Lines of data:

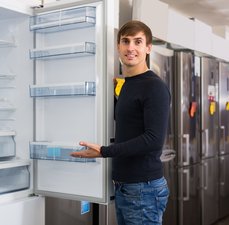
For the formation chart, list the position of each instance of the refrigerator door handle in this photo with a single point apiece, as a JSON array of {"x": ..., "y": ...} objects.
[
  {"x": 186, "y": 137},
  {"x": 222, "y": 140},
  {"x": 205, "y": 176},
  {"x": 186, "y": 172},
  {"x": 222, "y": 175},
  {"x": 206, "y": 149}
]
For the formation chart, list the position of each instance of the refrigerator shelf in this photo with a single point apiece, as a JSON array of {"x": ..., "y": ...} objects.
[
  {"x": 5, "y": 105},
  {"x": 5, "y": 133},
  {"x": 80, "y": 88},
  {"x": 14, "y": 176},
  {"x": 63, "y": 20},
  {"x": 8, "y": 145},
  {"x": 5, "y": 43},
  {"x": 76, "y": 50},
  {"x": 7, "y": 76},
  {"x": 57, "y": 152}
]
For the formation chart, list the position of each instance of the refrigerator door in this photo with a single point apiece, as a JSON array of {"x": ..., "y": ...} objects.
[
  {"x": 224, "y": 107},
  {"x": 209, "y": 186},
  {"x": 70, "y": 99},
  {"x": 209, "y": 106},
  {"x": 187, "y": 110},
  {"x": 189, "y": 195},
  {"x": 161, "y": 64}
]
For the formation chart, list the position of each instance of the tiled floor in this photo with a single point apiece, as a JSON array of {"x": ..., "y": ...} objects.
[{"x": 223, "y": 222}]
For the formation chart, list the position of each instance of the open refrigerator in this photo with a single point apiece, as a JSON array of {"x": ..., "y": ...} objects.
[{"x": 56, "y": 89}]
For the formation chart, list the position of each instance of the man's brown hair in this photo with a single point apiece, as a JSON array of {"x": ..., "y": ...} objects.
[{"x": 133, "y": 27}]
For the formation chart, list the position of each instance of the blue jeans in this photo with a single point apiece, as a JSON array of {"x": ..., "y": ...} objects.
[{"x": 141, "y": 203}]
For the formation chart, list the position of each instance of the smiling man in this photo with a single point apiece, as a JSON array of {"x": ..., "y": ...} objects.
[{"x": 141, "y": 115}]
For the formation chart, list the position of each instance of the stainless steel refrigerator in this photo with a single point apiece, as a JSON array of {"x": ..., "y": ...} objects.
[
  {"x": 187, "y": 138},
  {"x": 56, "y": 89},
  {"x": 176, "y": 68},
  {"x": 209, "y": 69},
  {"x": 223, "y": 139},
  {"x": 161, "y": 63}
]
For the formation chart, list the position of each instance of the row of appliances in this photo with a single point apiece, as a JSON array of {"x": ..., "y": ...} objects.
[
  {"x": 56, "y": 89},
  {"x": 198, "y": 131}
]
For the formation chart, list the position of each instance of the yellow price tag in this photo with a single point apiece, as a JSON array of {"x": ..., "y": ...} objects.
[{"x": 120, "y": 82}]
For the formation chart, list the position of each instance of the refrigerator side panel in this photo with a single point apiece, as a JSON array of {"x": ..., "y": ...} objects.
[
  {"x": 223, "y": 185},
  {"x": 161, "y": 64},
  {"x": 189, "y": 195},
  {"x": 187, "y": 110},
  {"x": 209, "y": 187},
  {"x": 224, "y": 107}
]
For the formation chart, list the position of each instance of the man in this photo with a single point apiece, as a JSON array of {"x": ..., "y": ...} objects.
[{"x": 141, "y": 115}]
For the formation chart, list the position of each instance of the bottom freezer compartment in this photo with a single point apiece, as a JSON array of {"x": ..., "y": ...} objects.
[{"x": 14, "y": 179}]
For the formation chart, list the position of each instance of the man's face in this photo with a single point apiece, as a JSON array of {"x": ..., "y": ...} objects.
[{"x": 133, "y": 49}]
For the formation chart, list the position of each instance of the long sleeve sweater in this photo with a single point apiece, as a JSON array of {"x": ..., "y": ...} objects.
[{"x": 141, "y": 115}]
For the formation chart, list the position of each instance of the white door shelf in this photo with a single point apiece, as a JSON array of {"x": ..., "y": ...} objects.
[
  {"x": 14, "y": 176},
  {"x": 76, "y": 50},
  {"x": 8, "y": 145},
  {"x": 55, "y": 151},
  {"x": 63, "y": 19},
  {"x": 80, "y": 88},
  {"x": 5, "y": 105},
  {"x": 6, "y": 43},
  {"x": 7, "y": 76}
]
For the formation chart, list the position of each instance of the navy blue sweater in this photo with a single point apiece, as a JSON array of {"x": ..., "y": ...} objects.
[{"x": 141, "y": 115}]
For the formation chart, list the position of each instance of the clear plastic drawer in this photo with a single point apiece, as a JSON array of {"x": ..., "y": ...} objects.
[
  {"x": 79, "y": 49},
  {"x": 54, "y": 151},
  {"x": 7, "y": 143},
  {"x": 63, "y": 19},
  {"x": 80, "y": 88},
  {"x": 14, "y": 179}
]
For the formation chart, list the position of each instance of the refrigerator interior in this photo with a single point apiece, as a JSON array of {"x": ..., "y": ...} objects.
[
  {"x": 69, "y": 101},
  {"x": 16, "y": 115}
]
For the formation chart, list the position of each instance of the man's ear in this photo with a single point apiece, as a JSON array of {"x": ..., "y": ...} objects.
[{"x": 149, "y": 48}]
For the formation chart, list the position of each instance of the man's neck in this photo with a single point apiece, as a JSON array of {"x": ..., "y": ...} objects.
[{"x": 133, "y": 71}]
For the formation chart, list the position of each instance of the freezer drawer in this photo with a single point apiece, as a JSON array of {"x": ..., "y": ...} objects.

Task prompt: In the listing above, change every "formation chart" to "placement map" and reproduce all of it with nothing else altered. Omit the pictures.

Exercise output:
For the placement map, list the position of each instance of the refrigerator door handle in this photo with a single point apiece, as a JSON array of {"x": ..., "y": ...} objects.
[
  {"x": 186, "y": 137},
  {"x": 222, "y": 140},
  {"x": 205, "y": 176},
  {"x": 186, "y": 172},
  {"x": 222, "y": 175},
  {"x": 206, "y": 149}
]
For the placement map, list the position of each instance of the refrigerator shelf in this photo with a single point apiece, as a JSON array of {"x": ..., "y": ...} objects.
[
  {"x": 5, "y": 105},
  {"x": 5, "y": 133},
  {"x": 80, "y": 88},
  {"x": 14, "y": 176},
  {"x": 63, "y": 20},
  {"x": 8, "y": 145},
  {"x": 5, "y": 43},
  {"x": 76, "y": 50},
  {"x": 7, "y": 76},
  {"x": 57, "y": 152}
]
For the placement map, list the position of each instance of the refrigerator door in this photo with a single point apiece, as a JSON array of {"x": ..., "y": ...} objects.
[
  {"x": 224, "y": 107},
  {"x": 209, "y": 186},
  {"x": 70, "y": 99},
  {"x": 209, "y": 106},
  {"x": 187, "y": 110},
  {"x": 189, "y": 195},
  {"x": 161, "y": 64}
]
For the placement map, list the position of each instance of the tiled floor in this photo with a single point apiece, as a JSON array of {"x": ..., "y": ...} objects.
[{"x": 223, "y": 222}]
For the placement map, list the position of each instance of the open refrigerator in this photo with a single point apiece, as a JSON array of {"x": ..., "y": ...} objects.
[{"x": 56, "y": 89}]
For the placement map, list the position of each instance of the man's brown hair in this photo with a single point apiece, as a JSON array of {"x": ..., "y": ...} objects.
[{"x": 133, "y": 27}]
For the placement map, list the position of each instance of the blue jeans in this photo with a single point apiece, as a JSON array of {"x": ..., "y": ...} objects.
[{"x": 141, "y": 203}]
For the placement map, list the position of each instance of the smiling man in this photo with a single point apiece, as a JSON array of {"x": ..., "y": ...} objects.
[{"x": 141, "y": 115}]
For the placement map, list the position of each instance of the stainless steel refrigerator in this photo with a single point apiece, as a JSON array of {"x": ..., "y": ...} objects.
[
  {"x": 187, "y": 138},
  {"x": 56, "y": 89},
  {"x": 176, "y": 68},
  {"x": 209, "y": 69},
  {"x": 223, "y": 139},
  {"x": 161, "y": 63}
]
For the placement map, list the position of each instance of the row of appliances in this photo with a single point apiece, as a JSON array of {"x": ..., "y": ...} objects.
[
  {"x": 56, "y": 89},
  {"x": 198, "y": 131}
]
For the placement map, list the position of each instance of the yellow price tag in this photo with a single point apiece, as a JSON array of {"x": ..., "y": ...} objects.
[{"x": 120, "y": 82}]
For the placement map, list the position of each instance of the refrigerator side panel in this photo with a single point apiece, as a JSON array of {"x": ..., "y": ...} objects.
[
  {"x": 223, "y": 185},
  {"x": 161, "y": 64},
  {"x": 189, "y": 195},
  {"x": 187, "y": 110},
  {"x": 209, "y": 187},
  {"x": 224, "y": 107}
]
For the placement map, list the position of each instance of the man in this photo with a single point apiece, as a JSON array of {"x": ..., "y": ...} objects.
[{"x": 141, "y": 115}]
For the placement map, list the position of each instance of the bottom freezer compartment in this photo with a single point apiece, as a JSON array of {"x": ..., "y": ...} objects.
[{"x": 14, "y": 179}]
For the placement map, list the position of each instance of the man's face in this photo with a single point apiece, as a JSON array of {"x": ..., "y": ...} objects.
[{"x": 133, "y": 49}]
For the placement map, list the position of each instance of the long sleeve sweater in this photo with a single point apiece, as a JSON array of {"x": ..., "y": ...} objects.
[{"x": 141, "y": 115}]
For the placement map, list the position of each instance of the white door shelf in this photo with a single point apiece, as a JSON array of {"x": ..., "y": ...} objects.
[
  {"x": 14, "y": 176},
  {"x": 76, "y": 50},
  {"x": 8, "y": 145},
  {"x": 55, "y": 151},
  {"x": 63, "y": 19},
  {"x": 80, "y": 88},
  {"x": 5, "y": 105},
  {"x": 6, "y": 43},
  {"x": 7, "y": 76}
]
For the placement map, list the position of each instance of the navy blue sweater in this photo with a single point apiece, as a JSON array of {"x": ..., "y": ...} objects.
[{"x": 141, "y": 115}]
For the placement map, list the position of each instance of the clear plastic drawer in this photo with a single point apiece, as a JSON array of {"x": ..., "y": ...} objects.
[
  {"x": 79, "y": 49},
  {"x": 54, "y": 151},
  {"x": 7, "y": 143},
  {"x": 63, "y": 19},
  {"x": 80, "y": 88},
  {"x": 14, "y": 179}
]
For the placement map, list the position of each instance of the refrigerator interior in this photo with a single point apiece, as a JSON array of {"x": ..., "y": ...} objects.
[
  {"x": 69, "y": 101},
  {"x": 16, "y": 115}
]
For the placement map, list the position of each instance of the man's ear in this photo with a single point apiece, as a JSON array of {"x": ..., "y": ...} objects.
[{"x": 149, "y": 48}]
For the placement map, list the position of each instance of the man's neck in this photo with a single point apiece, as a JSON array of {"x": ..., "y": ...} objects.
[{"x": 133, "y": 71}]
For the placement map, list the position of each instance of the freezer drawer in this photo with a single point apiece, as a JSON array of {"x": ..., "y": ...} objects.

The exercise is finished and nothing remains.